● **Document excerpt**
※ ※ ※

The suppression court, while it accepted the bulk of Erbis’s testimony, discredited his testimony that the two small vials of marijuana were in plain view when the door was opened. Rather, it found, based upon the size of the vials and the photographs depicting their location and visibility in the car, that the officer could not have seen the containers, and certainly could not have seen them well enough to observe that they contained marijuana. It held that because the search of the car was illegal, the marijuana seized as a result thereof should be suppressed, and that because the cocaine found on defendant’s person was discovered due solely to an arrest made after an unlawful detention, it too must be suppressed.

Discussion

The People do not challenge the court’s credibility finding and its consequent suppression of the marijuana. Their contention on appeal is limited to challenging the suppression of the cocaine found on defendant’s person following his arrest. They argue that defendant’s continued detention after the initial stop was not unreasonable in either scope, duration or intensity, and that the length of the detention was necessary and proper because the officer’s initial check with authorities produced information that was lacking in reliability, requiring the officer to probe further.

※ ※ ※

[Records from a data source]
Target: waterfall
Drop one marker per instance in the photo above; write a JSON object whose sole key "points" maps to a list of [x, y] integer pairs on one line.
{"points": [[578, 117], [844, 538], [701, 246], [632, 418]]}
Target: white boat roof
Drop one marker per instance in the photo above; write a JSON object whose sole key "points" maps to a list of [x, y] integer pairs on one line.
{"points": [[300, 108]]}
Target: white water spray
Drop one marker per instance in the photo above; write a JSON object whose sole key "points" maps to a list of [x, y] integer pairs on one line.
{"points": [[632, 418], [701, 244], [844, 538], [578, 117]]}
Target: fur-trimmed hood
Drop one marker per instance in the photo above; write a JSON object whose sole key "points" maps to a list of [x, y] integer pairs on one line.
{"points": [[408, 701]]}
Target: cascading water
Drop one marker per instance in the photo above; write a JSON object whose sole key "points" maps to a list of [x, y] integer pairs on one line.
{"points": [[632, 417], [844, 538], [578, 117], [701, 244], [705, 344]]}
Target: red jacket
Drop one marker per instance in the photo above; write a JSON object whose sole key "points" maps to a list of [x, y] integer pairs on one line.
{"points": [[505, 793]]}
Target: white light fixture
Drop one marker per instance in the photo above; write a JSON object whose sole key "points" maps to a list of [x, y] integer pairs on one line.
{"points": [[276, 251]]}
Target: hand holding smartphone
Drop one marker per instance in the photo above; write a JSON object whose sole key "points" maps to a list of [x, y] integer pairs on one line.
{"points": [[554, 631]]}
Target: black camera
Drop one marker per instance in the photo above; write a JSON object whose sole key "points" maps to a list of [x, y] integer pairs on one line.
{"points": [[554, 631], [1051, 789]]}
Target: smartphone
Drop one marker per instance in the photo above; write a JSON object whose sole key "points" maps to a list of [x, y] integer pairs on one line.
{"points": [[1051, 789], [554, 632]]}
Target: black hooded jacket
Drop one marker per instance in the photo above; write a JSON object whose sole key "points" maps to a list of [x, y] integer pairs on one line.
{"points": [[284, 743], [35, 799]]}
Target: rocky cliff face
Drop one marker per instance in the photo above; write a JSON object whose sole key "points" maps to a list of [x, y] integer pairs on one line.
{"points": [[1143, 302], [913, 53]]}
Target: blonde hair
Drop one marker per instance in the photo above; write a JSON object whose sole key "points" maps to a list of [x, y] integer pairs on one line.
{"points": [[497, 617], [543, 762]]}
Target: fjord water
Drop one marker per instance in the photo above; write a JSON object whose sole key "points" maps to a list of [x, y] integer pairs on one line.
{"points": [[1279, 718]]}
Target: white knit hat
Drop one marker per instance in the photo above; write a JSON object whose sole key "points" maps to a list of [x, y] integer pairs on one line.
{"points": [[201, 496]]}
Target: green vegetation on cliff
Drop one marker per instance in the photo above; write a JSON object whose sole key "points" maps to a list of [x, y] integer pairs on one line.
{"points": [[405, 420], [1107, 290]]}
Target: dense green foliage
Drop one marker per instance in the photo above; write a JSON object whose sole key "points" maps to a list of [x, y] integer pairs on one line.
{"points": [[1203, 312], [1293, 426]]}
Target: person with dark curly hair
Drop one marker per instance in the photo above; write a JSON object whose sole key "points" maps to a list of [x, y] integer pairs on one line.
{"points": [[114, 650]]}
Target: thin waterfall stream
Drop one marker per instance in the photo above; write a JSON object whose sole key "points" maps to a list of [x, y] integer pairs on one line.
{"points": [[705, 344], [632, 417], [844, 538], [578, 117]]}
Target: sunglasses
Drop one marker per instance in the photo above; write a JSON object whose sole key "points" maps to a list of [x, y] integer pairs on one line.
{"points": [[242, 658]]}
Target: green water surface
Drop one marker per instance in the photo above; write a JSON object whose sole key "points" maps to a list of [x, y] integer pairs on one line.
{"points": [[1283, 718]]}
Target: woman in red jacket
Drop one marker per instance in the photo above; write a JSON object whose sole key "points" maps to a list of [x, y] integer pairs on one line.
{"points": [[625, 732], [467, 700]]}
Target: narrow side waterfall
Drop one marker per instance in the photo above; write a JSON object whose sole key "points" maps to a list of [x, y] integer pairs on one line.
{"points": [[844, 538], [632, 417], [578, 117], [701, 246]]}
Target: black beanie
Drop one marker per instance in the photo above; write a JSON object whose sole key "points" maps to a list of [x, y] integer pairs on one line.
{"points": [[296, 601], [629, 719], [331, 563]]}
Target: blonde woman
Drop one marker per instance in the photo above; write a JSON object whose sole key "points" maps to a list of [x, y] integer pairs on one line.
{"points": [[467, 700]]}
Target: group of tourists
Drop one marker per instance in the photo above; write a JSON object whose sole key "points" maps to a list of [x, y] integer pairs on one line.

※ ※ ※

● **Task brief**
Edit the stretch of the suppression ruling from "The suppression court, while" through "must be suppressed.", changing "vials" to "bottles".

● **Problem solution**
The suppression court, while it accepted the bulk of Erbis’s testimony, discredited his testimony that the two small bottles of marijuana were in plain view when the door was opened. Rather, it found, based upon the size of the bottles and the photographs depicting their location and visibility in the car, that the officer could not have seen the containers, and certainly could not have seen them well enough to observe that they contained marijuana. It held that because the search of the car was illegal, the marijuana seized as a result thereof should be suppressed, and that because the cocaine found on defendant’s person was discovered due solely to an arrest made after an unlawful detention, it too must be suppressed.